#### Your instructions:
Every line below that contains "slope" is to be copied.

#### Data to process:
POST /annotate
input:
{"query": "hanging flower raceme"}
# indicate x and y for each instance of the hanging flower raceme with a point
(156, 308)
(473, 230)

---

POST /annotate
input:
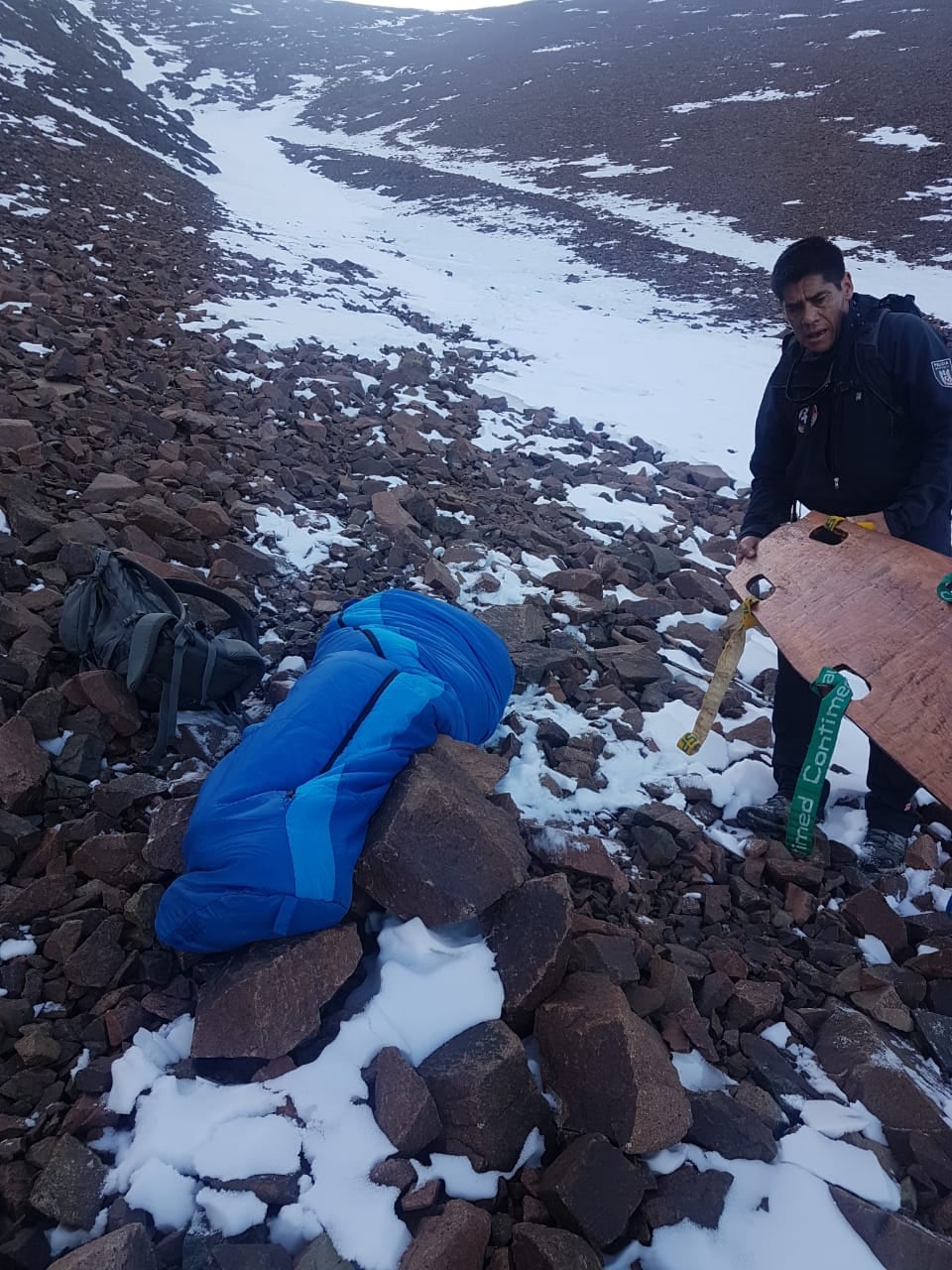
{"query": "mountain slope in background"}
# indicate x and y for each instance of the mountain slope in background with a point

#### Answer to the exercise:
{"query": "mountain slope in background"}
# indicate x and y for each instance of the mountain slope in background with a point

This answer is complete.